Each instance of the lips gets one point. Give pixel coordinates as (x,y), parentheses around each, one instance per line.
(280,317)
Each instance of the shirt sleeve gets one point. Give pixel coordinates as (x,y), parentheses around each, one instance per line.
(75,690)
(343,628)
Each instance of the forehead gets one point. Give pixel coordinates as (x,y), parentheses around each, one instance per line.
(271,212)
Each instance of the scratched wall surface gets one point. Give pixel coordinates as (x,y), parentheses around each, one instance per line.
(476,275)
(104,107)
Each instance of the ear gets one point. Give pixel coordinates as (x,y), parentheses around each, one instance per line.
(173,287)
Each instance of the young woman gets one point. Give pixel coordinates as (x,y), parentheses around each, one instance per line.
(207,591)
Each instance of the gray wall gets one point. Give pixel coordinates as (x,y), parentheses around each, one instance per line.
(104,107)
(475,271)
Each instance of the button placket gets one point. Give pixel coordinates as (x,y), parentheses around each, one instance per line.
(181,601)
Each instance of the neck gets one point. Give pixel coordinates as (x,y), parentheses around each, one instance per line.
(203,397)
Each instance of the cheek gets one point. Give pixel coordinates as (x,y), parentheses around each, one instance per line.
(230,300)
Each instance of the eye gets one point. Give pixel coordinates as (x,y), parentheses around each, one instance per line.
---
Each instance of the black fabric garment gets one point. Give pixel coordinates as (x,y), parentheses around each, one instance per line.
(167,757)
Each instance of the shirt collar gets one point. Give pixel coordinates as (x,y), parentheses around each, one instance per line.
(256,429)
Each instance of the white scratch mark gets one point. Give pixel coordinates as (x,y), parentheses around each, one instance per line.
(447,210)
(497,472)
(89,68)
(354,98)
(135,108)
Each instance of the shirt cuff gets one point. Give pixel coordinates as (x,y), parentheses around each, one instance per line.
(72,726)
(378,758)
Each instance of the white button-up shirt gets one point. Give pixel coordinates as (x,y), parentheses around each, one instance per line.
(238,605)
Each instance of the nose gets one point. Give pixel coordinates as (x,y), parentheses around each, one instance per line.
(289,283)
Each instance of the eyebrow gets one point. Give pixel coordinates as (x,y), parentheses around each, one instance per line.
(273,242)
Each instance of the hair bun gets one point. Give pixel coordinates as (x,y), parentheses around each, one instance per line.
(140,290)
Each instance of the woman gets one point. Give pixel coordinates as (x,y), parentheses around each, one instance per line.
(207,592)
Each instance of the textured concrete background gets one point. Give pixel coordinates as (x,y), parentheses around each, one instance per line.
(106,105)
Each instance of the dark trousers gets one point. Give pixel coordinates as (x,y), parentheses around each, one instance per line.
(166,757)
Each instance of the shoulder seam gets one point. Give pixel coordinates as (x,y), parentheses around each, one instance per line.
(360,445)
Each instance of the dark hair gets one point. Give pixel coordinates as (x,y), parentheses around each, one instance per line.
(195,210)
---
Task objective:
Please reproduce, word for word, the stretch of entries from the line containing "Each instance of the cheek" through the line containing "Each instance of the eye gets", both of those lines included.

Exercise response:
Each instance of the cheek gets one point. Give pixel coordinates as (x,y), parentheses around each, one instance per line.
(230,300)
Each instance of the eye gets one point. Give pixel coordinates as (x,y), parentheses around each, one instance per line.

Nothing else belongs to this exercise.